__SET PROBLEM__.
Print every one of the lines below word for word, omitting the picture.
- - - -
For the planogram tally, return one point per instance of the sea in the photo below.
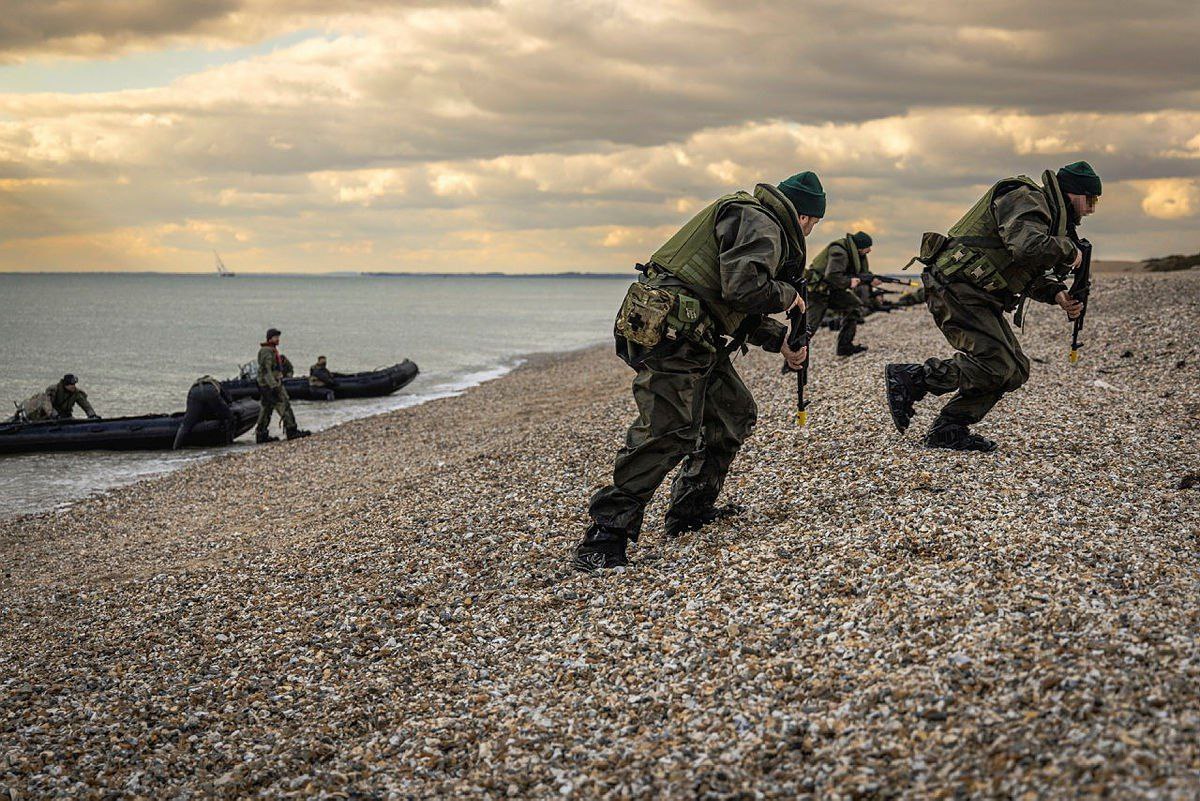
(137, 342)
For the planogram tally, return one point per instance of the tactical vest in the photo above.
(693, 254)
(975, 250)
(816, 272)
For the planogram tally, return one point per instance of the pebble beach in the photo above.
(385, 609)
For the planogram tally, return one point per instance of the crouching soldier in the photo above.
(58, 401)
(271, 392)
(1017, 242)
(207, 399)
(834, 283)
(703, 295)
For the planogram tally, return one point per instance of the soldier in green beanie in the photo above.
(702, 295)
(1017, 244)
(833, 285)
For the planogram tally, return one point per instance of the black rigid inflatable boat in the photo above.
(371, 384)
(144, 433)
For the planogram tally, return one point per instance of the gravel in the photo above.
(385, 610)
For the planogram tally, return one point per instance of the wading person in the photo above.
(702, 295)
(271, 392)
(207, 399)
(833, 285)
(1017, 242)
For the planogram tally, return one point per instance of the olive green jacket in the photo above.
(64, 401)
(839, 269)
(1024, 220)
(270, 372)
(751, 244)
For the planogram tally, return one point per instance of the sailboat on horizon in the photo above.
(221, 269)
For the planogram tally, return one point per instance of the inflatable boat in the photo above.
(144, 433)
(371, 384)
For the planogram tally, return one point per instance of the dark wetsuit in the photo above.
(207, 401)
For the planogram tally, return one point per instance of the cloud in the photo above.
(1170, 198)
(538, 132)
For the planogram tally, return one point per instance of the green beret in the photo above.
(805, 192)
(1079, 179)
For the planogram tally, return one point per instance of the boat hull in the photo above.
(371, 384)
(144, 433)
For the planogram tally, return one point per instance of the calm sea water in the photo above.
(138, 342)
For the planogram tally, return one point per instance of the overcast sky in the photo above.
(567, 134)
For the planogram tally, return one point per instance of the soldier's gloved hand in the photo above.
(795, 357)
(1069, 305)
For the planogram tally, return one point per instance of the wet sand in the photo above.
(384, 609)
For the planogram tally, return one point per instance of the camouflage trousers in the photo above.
- - - -
__ANSWER TO THIS EXERCISE__.
For the planogram tally, return one point per instance of the sea in the photo below.
(137, 342)
For the planogram tally, return one point per instance of the tactical vest in the photo above.
(693, 254)
(975, 250)
(816, 272)
For the planogram tally, return one point per instance of the pebble beach in the photo above.
(385, 609)
For the planogram tally, return one point per instance of the crouching soldier in the photo above.
(58, 401)
(271, 392)
(1017, 242)
(207, 399)
(834, 283)
(703, 295)
For the planogram tally, return one point per instance of the soldier in green beanie in the photo above.
(702, 295)
(1017, 244)
(833, 285)
For the planogram tally, return one point per instance of the black rigid inflatable boat in the photo above.
(371, 384)
(144, 433)
For the planogram tally, return one point per instance of the gravel in the photo above.
(385, 610)
For the planogram tally, return one point per instance of the wading person in the photo above.
(702, 295)
(271, 392)
(207, 399)
(833, 285)
(1017, 242)
For the planogram tally, return one point per instance of the olive green jacket in the photo above.
(64, 401)
(839, 269)
(1024, 220)
(270, 372)
(751, 244)
For the planogram tally, return one point per instance of the sailboat on horizon in the photo above.
(221, 269)
For the planogram tally, return one point per instance of the inflatable boat in the photo above.
(144, 433)
(371, 384)
For the planogram tally, return one point per instance of the dark wetsuit in the photo above.
(207, 401)
For the planogram tally, return one point per instance of the cloud in the photo above.
(1170, 198)
(538, 132)
For the planogram tally, return one point per instance of the green beret in the photo above.
(805, 192)
(1079, 179)
For the planogram tally, return one point per instance of the boat hull in the photo above.
(371, 384)
(144, 433)
For the planogram tally, return one point per instance of the calm sea water in the photo above.
(138, 342)
For the planogram tally, return one point per instance of the overcast sky in the photo above.
(567, 134)
For the planogram tally, return one point per instance of the soldier's gloved hand in the photo above.
(795, 357)
(1069, 305)
For the planogram tally, return one point per instance of the wet sand in the photo above.
(384, 609)
For the planogram tally, return one point per instance of the camouflage trousers in the photo above.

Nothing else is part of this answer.